Required task:
Give the lines below as a two-column CSV headed text and answer, starting at the line that contains "If you could mark the patterned" and ending at the line that contains "<point>849,467</point>". Each row holds one line's wording and all the answers given for it, each in one quoted field with line breaks turned into spaces.

---+---

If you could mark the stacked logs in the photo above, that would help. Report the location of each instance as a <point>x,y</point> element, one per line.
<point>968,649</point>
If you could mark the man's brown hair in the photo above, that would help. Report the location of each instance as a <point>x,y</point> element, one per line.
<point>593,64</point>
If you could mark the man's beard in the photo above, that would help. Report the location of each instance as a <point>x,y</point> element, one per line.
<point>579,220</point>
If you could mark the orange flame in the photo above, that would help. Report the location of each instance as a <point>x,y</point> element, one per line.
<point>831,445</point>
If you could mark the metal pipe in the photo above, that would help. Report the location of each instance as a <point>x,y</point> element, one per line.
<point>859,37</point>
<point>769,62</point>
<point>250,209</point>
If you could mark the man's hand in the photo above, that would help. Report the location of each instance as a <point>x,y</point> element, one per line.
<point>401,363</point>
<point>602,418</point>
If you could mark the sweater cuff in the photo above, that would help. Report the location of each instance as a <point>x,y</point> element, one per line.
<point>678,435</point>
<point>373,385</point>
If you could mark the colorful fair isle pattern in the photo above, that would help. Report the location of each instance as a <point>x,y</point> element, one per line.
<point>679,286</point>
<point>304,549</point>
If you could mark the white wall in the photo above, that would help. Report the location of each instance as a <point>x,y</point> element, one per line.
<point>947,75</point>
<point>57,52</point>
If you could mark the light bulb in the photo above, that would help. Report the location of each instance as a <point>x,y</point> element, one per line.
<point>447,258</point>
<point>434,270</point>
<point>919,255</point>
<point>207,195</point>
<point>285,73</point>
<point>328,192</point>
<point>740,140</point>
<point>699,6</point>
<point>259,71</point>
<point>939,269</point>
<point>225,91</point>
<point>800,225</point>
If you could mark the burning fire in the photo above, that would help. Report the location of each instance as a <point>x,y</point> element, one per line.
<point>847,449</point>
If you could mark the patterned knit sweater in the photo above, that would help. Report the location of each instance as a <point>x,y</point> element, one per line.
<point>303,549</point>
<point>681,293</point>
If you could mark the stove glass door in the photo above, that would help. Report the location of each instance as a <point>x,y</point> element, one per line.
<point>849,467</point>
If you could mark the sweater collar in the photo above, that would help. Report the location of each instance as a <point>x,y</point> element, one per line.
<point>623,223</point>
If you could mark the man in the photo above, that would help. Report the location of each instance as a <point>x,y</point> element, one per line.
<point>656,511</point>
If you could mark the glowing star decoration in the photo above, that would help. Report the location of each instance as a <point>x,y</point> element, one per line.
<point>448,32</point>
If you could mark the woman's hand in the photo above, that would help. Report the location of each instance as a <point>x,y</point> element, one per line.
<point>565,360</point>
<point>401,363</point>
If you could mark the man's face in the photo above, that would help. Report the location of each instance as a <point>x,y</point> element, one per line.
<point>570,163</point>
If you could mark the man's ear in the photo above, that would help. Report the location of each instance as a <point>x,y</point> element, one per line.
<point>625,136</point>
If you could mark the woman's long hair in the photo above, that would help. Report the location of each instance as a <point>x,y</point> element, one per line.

---+---

Problem solution:
text,answer
"If you could mark the patterned knit sweater in the photo above, that would help. Report the location of each instance as a <point>x,y</point> element, one per line.","<point>303,549</point> <point>681,293</point>"
"If you could mark the stove glass door in the photo above, that would help. Report the location of each instance as a <point>x,y</point> element, one per line.","<point>849,467</point>"